● **文書抜粋**
____

AEM コンポーネントを使用したアドビクライアントデータレイヤーのカスタマイズ customize-data-layer
カスタム AEM コンポーネントのコンテンツを使用してアドビクライアントデータレイヤーをカスタマイズする方法について説明します。AEM コアコンポーネントから提供される API を使用してデータレイヤーを拡張しカスタマイズする方法について説明します。
作ろうとしているもの
このチュートリアルでは、WKND 署名コンポーネントを更新して、Adobe Client Data Layer を拡張するための様々なオプションを調べます。署名 コンポーネントは カスタムコンポーネント であり、このチュートリアルで学んだ内容は他のカスタムコンポーネントにも適用できます。

____

● **指示 1**
以下の記録のうち、文字列「painted」を含む行がいくつあるかを、数値のみでお答えください。

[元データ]
____

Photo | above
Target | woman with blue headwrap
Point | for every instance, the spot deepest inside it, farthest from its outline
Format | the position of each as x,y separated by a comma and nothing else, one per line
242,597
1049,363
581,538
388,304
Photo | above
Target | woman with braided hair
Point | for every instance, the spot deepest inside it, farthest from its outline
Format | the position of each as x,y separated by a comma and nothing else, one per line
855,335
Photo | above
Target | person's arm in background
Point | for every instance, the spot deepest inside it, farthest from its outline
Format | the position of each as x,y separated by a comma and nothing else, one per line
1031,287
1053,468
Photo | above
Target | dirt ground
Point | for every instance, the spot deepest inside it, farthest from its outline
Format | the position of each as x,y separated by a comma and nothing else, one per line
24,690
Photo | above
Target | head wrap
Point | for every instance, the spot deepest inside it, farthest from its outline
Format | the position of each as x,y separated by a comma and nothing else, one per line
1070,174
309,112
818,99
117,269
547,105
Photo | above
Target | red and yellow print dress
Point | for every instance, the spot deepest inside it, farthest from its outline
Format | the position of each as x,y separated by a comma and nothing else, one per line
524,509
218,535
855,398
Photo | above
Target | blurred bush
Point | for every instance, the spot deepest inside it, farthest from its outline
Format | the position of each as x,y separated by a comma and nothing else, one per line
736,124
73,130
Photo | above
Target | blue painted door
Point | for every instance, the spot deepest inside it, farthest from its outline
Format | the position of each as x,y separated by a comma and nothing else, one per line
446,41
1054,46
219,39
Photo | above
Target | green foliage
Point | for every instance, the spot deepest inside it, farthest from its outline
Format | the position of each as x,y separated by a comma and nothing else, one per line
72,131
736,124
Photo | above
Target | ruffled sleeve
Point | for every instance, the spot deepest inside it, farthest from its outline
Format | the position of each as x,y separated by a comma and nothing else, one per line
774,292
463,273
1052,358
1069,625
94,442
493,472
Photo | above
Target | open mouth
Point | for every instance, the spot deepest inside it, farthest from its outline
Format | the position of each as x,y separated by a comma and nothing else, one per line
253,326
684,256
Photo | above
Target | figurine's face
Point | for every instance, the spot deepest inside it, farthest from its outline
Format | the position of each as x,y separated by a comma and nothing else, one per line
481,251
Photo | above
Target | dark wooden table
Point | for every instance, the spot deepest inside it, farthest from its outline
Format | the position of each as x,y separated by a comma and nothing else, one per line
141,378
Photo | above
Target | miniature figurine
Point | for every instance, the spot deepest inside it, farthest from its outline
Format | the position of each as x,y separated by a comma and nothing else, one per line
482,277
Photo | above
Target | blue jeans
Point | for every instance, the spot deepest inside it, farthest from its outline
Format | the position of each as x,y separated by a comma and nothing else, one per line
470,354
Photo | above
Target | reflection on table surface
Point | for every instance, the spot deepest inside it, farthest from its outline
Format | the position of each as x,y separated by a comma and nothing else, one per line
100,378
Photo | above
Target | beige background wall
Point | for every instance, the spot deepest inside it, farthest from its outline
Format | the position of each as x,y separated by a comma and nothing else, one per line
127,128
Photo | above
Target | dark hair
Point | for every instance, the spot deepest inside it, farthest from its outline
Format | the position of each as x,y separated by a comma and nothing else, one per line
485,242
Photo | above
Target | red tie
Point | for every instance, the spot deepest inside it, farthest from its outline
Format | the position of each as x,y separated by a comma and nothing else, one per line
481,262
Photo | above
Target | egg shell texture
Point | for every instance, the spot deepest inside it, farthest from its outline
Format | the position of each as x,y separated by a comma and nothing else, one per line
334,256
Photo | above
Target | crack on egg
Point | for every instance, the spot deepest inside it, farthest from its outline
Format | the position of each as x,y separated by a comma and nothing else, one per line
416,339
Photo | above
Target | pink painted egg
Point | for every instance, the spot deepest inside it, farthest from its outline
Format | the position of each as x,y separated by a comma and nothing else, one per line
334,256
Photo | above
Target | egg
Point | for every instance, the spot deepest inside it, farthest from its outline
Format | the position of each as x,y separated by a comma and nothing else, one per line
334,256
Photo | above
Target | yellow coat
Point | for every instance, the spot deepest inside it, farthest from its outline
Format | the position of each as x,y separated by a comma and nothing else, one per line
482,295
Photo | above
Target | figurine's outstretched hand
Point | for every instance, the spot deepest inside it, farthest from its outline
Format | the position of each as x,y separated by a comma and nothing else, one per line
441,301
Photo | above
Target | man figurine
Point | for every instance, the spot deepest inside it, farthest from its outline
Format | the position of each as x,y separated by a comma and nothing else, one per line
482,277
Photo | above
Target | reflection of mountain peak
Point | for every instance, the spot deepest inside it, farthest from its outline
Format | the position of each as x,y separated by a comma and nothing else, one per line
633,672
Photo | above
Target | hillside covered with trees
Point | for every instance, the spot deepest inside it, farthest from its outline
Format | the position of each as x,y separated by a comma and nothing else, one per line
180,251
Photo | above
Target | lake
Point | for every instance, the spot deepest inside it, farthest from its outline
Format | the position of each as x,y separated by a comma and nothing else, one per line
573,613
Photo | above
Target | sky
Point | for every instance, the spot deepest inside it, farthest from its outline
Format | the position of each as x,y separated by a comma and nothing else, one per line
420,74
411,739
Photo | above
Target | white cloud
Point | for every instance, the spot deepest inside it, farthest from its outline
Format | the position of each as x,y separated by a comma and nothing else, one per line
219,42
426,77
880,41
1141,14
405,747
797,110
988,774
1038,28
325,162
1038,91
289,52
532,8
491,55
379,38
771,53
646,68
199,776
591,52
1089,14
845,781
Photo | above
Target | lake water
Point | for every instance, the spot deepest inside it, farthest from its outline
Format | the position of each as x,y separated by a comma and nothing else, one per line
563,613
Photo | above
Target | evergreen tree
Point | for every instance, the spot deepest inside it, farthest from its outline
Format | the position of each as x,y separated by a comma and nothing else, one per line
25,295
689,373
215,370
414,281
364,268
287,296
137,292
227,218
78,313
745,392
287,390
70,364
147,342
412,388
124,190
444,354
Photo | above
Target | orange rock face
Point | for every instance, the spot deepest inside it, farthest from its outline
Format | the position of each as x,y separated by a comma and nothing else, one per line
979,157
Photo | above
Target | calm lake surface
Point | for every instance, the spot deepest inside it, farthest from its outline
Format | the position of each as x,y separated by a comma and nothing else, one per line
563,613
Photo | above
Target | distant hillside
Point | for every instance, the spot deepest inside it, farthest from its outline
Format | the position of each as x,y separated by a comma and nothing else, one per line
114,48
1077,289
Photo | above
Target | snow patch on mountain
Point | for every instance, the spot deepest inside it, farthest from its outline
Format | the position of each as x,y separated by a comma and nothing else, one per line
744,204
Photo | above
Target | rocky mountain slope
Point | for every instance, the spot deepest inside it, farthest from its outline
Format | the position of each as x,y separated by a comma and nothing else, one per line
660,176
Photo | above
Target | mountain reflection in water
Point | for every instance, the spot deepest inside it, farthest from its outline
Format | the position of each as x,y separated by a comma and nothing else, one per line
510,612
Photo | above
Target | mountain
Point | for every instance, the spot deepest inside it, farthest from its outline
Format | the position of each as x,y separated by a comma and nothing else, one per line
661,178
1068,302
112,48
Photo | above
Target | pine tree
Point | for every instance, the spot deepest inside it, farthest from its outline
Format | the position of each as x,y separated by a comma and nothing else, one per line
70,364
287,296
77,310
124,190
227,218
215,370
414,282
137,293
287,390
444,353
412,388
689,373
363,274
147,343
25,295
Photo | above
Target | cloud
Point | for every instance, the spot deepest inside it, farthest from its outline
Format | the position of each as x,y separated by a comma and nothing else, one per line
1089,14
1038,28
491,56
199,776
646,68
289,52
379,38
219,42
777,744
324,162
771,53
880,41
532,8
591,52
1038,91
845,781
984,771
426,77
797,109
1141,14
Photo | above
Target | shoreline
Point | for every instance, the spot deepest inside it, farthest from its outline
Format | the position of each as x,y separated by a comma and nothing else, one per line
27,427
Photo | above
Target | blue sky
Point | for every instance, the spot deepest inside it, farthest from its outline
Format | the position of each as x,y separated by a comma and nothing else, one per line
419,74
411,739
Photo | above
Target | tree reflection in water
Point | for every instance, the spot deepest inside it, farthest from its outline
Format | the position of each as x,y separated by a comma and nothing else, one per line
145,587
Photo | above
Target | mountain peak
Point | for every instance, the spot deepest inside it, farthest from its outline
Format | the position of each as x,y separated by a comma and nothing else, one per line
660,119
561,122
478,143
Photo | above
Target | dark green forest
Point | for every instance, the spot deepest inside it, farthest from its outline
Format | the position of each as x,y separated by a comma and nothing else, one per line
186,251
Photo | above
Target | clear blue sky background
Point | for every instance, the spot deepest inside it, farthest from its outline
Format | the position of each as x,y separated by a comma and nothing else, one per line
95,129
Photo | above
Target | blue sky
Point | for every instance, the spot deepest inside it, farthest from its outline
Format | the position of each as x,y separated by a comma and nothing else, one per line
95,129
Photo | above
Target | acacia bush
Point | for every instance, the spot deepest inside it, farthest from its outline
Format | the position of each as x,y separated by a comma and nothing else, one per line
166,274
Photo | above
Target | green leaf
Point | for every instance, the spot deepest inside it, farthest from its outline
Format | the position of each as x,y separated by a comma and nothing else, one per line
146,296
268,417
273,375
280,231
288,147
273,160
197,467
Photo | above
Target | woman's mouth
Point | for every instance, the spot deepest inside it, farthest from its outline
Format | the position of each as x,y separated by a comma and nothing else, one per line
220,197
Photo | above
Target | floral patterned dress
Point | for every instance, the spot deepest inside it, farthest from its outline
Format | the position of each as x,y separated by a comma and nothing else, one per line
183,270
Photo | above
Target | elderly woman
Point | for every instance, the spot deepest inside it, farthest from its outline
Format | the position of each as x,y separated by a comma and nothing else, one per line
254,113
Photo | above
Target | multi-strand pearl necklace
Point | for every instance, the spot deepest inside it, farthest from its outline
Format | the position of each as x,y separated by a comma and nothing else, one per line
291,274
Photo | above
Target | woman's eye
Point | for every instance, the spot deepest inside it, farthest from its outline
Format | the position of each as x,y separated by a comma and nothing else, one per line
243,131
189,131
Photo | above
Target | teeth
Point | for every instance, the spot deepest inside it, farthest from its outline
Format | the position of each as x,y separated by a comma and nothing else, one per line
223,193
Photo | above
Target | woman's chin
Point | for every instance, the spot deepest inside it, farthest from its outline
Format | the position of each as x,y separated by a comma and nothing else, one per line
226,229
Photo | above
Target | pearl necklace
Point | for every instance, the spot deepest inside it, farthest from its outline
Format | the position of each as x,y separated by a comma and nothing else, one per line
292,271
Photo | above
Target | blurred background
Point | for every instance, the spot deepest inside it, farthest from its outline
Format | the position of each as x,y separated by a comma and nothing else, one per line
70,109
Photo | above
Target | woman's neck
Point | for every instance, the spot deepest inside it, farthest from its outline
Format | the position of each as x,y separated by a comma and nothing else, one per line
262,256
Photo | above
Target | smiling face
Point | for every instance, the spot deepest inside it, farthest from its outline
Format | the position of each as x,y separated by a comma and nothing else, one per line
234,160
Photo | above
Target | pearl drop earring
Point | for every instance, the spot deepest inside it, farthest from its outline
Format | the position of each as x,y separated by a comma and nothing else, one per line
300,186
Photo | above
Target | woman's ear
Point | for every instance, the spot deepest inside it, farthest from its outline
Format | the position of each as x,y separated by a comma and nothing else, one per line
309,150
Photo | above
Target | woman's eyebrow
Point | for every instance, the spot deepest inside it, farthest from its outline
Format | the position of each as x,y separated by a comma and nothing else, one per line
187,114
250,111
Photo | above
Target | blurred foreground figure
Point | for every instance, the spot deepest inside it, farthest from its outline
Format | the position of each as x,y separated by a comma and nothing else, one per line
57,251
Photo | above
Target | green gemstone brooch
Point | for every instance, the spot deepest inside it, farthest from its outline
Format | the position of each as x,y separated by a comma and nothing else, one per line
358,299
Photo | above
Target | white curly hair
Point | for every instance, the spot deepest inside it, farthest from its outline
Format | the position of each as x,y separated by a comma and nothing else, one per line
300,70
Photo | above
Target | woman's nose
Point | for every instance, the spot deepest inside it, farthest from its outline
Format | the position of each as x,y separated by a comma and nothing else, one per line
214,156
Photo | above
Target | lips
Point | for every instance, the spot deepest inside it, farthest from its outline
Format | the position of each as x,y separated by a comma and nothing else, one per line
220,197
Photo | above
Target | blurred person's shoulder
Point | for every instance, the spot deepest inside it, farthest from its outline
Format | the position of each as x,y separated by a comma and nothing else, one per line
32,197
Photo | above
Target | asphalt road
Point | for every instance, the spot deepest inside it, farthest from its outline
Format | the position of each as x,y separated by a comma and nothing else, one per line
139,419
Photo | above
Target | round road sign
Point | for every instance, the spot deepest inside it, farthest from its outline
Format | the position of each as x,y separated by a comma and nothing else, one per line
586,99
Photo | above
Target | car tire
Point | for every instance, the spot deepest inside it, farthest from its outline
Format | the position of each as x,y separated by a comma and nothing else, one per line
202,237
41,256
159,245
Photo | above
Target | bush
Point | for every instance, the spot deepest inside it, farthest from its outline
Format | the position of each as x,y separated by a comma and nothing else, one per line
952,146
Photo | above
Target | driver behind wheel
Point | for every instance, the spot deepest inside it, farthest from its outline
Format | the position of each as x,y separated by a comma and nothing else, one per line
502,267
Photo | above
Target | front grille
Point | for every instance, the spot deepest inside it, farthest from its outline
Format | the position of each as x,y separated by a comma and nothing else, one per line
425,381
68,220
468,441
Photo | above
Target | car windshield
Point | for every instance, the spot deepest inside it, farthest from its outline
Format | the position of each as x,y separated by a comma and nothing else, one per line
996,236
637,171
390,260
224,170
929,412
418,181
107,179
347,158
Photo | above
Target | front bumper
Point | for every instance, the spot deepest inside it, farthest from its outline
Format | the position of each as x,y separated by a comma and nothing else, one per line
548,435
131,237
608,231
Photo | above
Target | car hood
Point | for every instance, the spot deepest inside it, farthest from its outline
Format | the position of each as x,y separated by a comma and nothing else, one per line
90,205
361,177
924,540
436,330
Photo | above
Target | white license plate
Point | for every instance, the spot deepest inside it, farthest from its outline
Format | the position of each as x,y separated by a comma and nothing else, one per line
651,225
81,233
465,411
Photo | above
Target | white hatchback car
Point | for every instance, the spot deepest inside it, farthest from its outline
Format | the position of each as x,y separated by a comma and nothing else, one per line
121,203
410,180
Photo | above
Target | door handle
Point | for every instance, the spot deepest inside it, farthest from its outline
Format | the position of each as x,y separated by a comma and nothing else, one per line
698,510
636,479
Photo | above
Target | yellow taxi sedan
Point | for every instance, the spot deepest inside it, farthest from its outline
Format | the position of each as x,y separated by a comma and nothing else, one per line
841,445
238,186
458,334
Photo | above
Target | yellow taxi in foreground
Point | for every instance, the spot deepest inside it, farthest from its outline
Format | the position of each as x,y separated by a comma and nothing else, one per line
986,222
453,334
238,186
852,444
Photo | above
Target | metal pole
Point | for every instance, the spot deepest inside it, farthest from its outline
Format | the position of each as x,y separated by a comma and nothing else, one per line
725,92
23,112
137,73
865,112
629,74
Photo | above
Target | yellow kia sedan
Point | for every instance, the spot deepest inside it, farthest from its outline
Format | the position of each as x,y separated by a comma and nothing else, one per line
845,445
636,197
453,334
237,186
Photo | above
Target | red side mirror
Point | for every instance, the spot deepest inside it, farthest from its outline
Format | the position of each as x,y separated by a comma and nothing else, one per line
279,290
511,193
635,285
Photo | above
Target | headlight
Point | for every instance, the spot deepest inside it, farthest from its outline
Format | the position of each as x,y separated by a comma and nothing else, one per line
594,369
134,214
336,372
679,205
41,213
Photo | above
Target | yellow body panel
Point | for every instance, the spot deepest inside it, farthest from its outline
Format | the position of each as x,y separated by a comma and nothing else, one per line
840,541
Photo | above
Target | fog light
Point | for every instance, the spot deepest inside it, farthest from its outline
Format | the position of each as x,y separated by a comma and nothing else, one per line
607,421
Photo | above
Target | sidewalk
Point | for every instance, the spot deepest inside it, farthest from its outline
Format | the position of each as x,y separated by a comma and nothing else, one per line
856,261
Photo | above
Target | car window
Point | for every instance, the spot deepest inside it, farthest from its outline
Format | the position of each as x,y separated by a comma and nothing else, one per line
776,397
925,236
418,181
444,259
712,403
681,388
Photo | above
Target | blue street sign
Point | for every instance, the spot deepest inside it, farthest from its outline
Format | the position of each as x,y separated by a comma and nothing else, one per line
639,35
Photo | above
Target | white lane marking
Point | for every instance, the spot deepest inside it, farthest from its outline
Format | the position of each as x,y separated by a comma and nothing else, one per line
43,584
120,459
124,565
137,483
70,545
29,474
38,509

____

● **指示 2**
上記の文書抜粋から、「AEM コンポーネントを使用したアドビクライアントデータレイヤーのカスタマイズ customize-data-layer」と「コンポーネントは カスタムコンポーネント であり、このチュートリアルで学んだ内容は他のカスタムコンポーネントにも適用できます。」の間の部分を両端も含めて、一字一句違えずに抜き出してください。

● **回答全文 1**
2

● **回答全文 2**
AEM コンポーネントを使用したアドビクライアントデータレイヤーのカスタマイズ customize-data-layer
カスタム AEM コンポーネントのコンテンツを使用してアドビクライアントデータレイヤーをカスタマイズする方法について説明します。AEM コアコンポーネントから提供される API を使用してデータレイヤーを拡張しカスタマイズする方法について説明します。
作ろうとしているもの
このチュートリアルでは、WKND 署名コンポーネントを更新して、Adobe Client Data Layer を拡張するための様々なオプションを調べます。署名 コンポーネントは カスタムコンポーネント であり、このチュートリアルで学んだ内容は他のカスタムコンポーネントにも適用できます。